== GOAL ==
Quote, word for word, every line starting at the line that contains "Q: For every instance of the flooded" and ending with the last line of the records; include both of these lines and no others.
## Begin DATA RECORDS
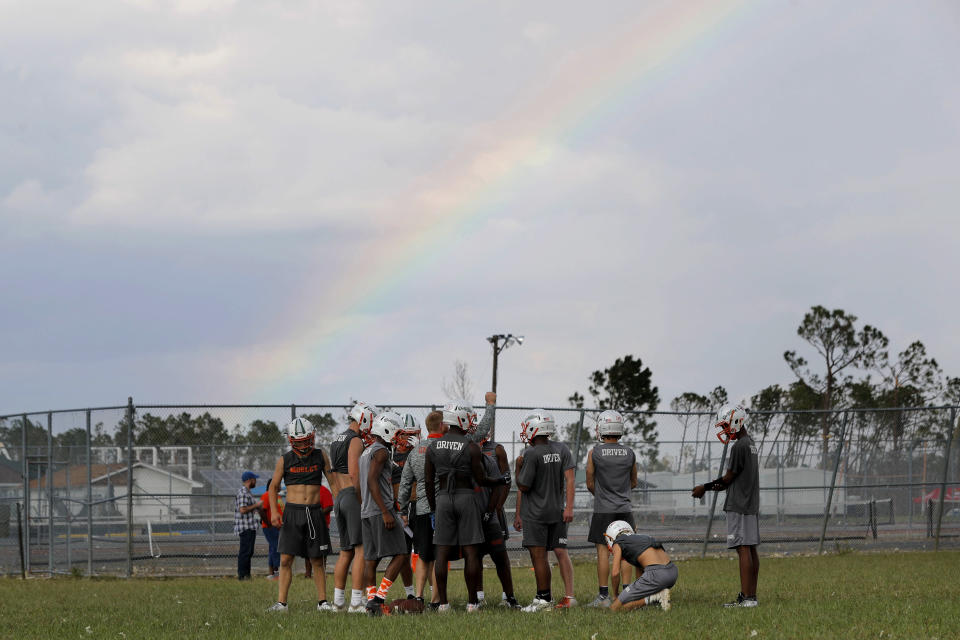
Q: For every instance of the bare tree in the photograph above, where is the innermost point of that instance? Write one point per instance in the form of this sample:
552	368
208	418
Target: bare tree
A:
460	388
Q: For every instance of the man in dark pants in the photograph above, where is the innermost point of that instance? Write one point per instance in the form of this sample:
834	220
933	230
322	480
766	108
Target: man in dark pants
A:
547	506
742	506
611	475
245	523
456	461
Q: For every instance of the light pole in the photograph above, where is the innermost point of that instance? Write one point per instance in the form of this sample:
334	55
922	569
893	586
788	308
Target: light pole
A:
501	342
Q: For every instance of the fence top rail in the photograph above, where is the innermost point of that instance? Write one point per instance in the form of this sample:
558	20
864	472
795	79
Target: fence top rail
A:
23	414
837	410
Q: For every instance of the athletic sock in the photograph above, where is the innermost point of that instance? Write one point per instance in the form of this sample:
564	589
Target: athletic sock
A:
384	588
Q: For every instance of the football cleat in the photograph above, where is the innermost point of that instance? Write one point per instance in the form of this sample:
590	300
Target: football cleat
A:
736	603
538	605
600	602
662	598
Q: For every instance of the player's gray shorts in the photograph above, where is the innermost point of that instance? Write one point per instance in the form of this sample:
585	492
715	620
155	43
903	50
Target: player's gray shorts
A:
655	578
458	519
346	507
552	535
742	530
380	542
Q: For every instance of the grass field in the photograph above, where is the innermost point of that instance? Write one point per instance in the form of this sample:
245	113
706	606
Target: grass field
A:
895	595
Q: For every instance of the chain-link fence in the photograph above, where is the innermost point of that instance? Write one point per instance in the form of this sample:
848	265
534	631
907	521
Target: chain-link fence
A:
82	492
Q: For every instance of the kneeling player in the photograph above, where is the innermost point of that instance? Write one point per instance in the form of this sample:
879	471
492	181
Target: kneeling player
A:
382	530
303	528
647	554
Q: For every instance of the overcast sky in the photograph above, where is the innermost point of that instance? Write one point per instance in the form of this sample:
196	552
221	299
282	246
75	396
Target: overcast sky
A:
292	201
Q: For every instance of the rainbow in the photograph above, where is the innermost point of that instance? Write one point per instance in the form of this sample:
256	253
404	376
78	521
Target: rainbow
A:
588	89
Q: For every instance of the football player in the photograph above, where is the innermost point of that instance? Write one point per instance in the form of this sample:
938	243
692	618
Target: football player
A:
491	502
545	478
657	573
611	475
303	529
742	505
421	516
344	478
382	529
406	440
456	462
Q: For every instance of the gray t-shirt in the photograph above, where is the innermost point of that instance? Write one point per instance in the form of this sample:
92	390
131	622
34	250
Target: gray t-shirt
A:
632	546
743	495
612	466
369	508
542	471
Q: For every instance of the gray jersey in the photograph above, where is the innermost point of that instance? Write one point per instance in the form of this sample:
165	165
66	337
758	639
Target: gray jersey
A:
491	469
612	467
633	545
413	475
368	506
743	495
543	472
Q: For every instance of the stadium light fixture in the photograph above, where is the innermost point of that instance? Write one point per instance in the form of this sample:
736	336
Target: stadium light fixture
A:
500	342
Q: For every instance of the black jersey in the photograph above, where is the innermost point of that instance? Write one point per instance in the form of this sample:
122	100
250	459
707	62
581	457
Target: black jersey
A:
306	470
451	458
339	449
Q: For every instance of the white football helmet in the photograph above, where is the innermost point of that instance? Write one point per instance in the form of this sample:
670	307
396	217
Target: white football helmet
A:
730	420
409	436
301	434
609	423
616	529
363	414
387	425
460	415
538	423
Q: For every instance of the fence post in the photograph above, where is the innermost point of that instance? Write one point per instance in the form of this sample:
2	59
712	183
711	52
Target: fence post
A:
26	490
713	502
23	571
50	493
576	459
89	502
833	483
130	487
946	468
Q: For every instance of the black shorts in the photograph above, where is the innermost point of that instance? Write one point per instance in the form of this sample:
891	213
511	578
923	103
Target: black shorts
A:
304	531
552	535
493	537
457	519
600	521
423	538
346	507
380	542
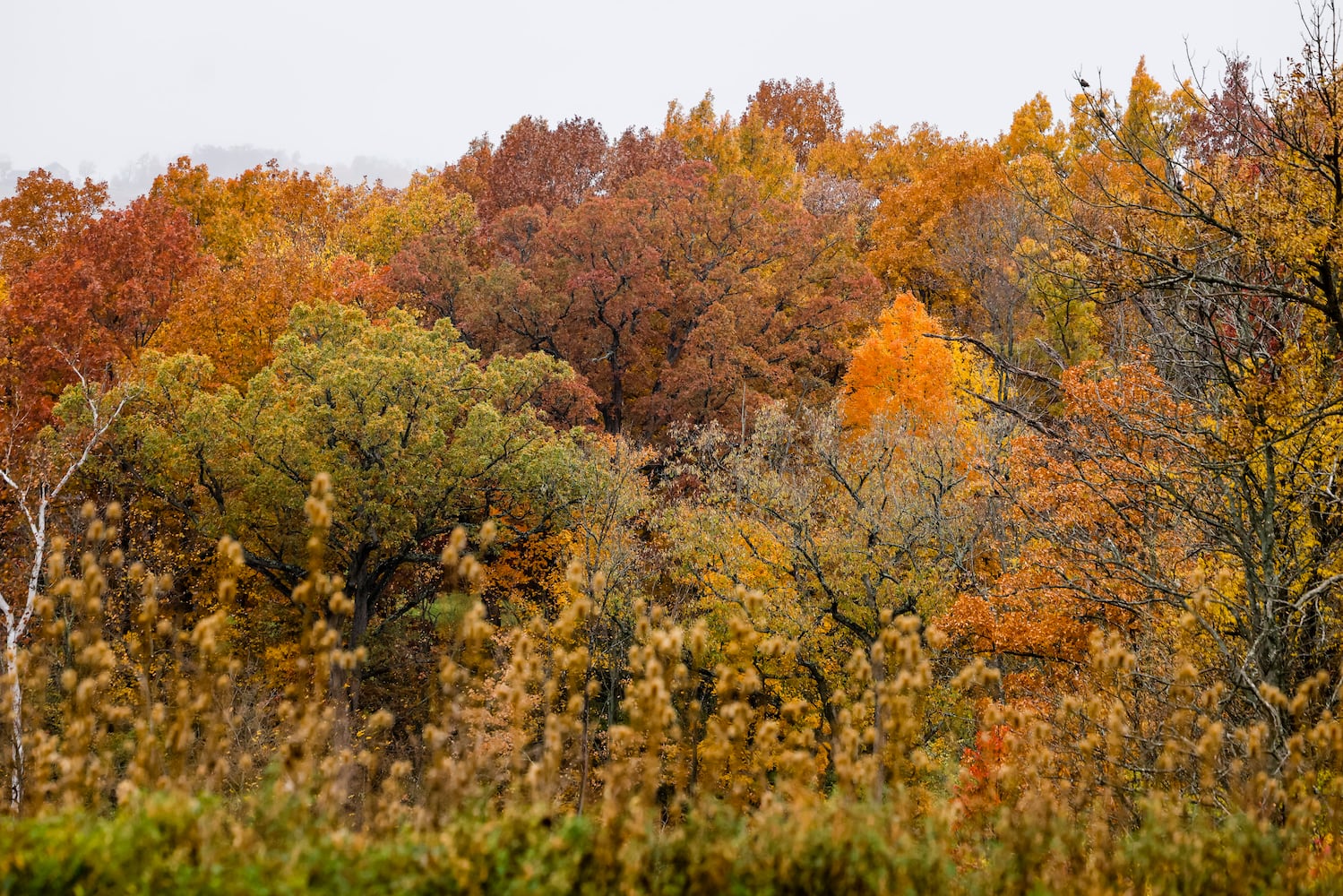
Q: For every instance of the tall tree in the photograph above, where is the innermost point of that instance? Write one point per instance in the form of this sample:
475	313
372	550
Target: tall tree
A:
414	433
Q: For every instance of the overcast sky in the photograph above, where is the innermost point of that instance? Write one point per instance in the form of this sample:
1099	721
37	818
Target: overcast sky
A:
97	86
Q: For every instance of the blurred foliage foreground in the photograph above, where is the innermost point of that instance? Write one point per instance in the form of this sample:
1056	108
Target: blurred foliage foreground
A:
700	786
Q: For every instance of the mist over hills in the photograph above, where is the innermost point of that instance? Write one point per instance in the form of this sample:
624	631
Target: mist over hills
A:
139	177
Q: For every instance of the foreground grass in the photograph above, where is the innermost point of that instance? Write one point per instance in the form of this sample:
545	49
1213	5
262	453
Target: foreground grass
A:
187	845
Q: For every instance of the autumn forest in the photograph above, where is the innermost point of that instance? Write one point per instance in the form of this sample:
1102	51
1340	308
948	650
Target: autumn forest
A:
739	504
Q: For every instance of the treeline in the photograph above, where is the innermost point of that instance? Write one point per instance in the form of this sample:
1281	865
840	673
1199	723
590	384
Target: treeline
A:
638	487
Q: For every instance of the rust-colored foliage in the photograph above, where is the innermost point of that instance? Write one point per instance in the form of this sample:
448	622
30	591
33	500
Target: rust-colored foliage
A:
97	300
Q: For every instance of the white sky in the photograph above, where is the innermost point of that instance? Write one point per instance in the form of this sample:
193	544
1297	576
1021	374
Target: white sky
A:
96	85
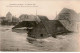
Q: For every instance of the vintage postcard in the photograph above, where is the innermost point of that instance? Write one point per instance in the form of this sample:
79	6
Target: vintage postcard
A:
40	25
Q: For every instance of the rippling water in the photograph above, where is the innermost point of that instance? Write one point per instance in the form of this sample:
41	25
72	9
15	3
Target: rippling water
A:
16	40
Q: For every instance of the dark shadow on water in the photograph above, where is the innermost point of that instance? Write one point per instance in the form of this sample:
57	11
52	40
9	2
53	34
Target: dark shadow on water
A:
19	30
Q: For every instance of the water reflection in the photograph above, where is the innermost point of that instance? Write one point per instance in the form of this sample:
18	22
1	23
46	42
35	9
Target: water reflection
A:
19	30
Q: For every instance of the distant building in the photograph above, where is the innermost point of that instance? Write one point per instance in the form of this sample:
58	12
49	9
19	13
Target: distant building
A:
9	17
28	22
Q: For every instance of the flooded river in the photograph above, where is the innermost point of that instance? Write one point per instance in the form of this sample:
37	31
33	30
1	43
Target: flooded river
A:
16	40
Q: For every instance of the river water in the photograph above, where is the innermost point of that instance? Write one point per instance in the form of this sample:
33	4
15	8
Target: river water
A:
16	40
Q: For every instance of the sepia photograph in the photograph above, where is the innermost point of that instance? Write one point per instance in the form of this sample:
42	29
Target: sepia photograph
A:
40	25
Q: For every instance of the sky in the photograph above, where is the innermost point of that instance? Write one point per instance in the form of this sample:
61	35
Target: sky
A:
## End DATA RECORDS
== SOLUTION TO THIS EXERCISE ==
Q: For every instance of the flooded river in the photograph above, where is the innermost point of that instance? Write one point per instance in the form of this sample:
37	31
33	30
1	43
Target: flooded river
A:
16	40
Q: For every instance of the river water in the photograph above, where is the innermost point of that instance? Write one point per instance in the form of this sample:
33	4
15	8
Target: river water
A:
16	40
Q: For every instance of the sepia photograph in the photograph above, where is the innermost point of that instance? Write one point per instance in the form of this sample:
42	29
Target: sepia photograph
A:
40	25
Q: For every instance of the sky in the photograph above, where is the innermost point of that instance? Write one point per instance in the form of this sample:
61	35
Target: sky
A:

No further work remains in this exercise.